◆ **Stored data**
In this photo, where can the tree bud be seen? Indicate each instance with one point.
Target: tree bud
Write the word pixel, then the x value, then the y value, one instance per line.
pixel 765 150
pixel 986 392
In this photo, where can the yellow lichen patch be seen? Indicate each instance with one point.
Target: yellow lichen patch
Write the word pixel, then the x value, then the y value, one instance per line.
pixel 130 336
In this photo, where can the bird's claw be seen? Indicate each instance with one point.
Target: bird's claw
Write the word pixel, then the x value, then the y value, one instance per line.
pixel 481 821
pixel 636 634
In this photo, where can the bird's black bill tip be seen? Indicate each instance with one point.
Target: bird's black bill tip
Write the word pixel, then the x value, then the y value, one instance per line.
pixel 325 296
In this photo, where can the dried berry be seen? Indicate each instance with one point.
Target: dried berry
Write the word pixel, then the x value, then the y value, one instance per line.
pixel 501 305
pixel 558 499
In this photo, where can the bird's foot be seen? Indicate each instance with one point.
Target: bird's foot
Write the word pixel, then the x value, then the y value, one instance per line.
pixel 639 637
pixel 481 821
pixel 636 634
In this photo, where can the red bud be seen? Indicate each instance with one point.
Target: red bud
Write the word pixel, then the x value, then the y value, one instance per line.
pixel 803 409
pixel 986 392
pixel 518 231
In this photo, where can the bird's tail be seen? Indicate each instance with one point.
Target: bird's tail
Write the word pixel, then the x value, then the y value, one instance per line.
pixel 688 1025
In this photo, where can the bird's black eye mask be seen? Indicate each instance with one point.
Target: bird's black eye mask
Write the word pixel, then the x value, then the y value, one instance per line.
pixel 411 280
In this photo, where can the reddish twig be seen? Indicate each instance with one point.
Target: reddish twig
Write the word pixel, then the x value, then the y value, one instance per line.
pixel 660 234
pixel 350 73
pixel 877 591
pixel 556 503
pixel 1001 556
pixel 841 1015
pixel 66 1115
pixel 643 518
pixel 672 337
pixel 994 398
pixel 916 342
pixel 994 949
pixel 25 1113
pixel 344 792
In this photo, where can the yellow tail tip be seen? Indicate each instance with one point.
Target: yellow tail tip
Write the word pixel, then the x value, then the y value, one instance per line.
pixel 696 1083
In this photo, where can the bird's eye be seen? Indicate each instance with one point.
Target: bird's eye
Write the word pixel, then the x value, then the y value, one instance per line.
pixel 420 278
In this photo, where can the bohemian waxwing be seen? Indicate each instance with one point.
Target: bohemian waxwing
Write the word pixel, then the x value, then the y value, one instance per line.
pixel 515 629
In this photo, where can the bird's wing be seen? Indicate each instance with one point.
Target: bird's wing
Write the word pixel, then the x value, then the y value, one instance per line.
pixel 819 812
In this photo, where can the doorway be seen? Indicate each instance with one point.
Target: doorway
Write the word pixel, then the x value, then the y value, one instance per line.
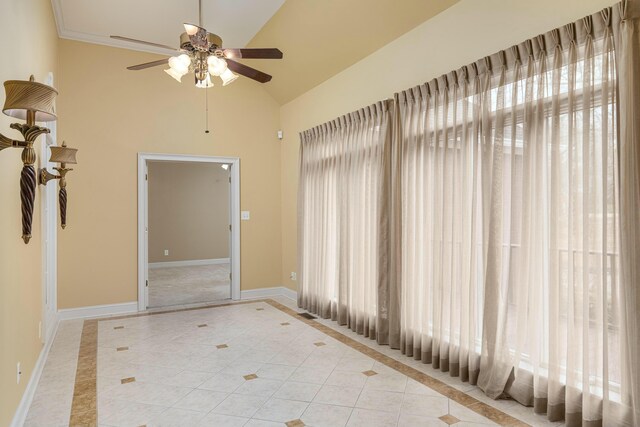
pixel 188 231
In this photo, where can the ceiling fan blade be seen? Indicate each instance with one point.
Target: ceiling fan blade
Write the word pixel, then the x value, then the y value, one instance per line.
pixel 149 64
pixel 253 53
pixel 246 71
pixel 197 36
pixel 127 39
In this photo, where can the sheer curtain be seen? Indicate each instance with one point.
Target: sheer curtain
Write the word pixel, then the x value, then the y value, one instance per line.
pixel 510 225
pixel 441 241
pixel 340 188
pixel 504 215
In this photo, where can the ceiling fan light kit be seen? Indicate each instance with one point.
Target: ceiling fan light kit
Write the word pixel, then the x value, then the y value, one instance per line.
pixel 202 54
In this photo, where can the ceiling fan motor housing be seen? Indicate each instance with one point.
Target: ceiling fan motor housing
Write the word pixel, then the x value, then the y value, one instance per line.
pixel 215 42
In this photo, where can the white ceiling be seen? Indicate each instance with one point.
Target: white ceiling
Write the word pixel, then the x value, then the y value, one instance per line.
pixel 236 21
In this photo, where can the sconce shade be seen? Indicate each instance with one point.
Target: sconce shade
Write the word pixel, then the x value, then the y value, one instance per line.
pixel 63 155
pixel 24 95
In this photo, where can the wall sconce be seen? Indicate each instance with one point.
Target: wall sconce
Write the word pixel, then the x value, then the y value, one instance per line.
pixel 63 155
pixel 33 102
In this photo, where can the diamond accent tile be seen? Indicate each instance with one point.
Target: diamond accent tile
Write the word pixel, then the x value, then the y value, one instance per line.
pixel 449 419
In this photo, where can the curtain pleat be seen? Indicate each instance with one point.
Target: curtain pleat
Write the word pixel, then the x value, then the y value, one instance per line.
pixel 486 222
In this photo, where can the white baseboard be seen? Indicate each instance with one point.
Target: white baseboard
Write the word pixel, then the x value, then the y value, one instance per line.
pixel 98 311
pixel 189 263
pixel 20 415
pixel 279 291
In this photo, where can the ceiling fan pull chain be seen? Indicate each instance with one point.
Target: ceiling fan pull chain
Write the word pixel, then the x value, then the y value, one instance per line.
pixel 206 110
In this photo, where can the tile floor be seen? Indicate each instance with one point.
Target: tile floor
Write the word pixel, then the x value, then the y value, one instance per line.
pixel 243 365
pixel 169 286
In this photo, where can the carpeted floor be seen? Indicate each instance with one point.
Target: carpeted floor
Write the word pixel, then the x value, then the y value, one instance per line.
pixel 188 285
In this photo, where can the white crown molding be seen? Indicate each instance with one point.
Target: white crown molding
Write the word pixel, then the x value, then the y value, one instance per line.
pixel 20 416
pixel 64 33
pixel 189 263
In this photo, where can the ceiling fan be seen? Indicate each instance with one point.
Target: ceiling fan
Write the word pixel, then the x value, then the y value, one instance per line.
pixel 201 52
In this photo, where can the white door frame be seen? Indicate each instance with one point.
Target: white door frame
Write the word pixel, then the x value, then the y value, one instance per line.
pixel 143 219
pixel 49 230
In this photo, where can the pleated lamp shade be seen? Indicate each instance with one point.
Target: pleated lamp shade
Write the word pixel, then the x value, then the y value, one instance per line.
pixel 63 155
pixel 25 95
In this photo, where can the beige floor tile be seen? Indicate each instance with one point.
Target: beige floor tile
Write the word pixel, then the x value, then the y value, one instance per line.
pixel 334 395
pixel 380 400
pixel 321 415
pixel 368 418
pixel 240 405
pixel 281 410
pixel 297 391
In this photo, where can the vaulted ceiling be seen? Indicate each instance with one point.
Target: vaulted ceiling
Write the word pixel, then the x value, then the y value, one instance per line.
pixel 319 38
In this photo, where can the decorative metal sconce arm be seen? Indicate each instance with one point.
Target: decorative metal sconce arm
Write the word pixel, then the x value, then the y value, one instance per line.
pixel 62 154
pixel 30 132
pixel 10 143
pixel 32 102
pixel 46 176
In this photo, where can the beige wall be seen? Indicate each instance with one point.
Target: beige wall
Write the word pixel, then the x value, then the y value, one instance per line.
pixel 465 32
pixel 28 45
pixel 188 211
pixel 111 114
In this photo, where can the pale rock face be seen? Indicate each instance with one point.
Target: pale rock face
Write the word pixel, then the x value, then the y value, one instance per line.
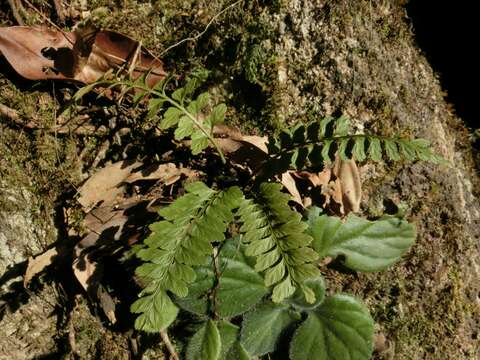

◆ **Exercise objective**
Out of the records, collect only those lines that contain the string "beige".

◆ **Exercise solution**
In this photo, where can the beige floor tile be seen? Indicate each instance with one point.
Target: beige floor tile
In this photo, where can the beige wall be seen? Indicate each instance with one point.
Target: beige wall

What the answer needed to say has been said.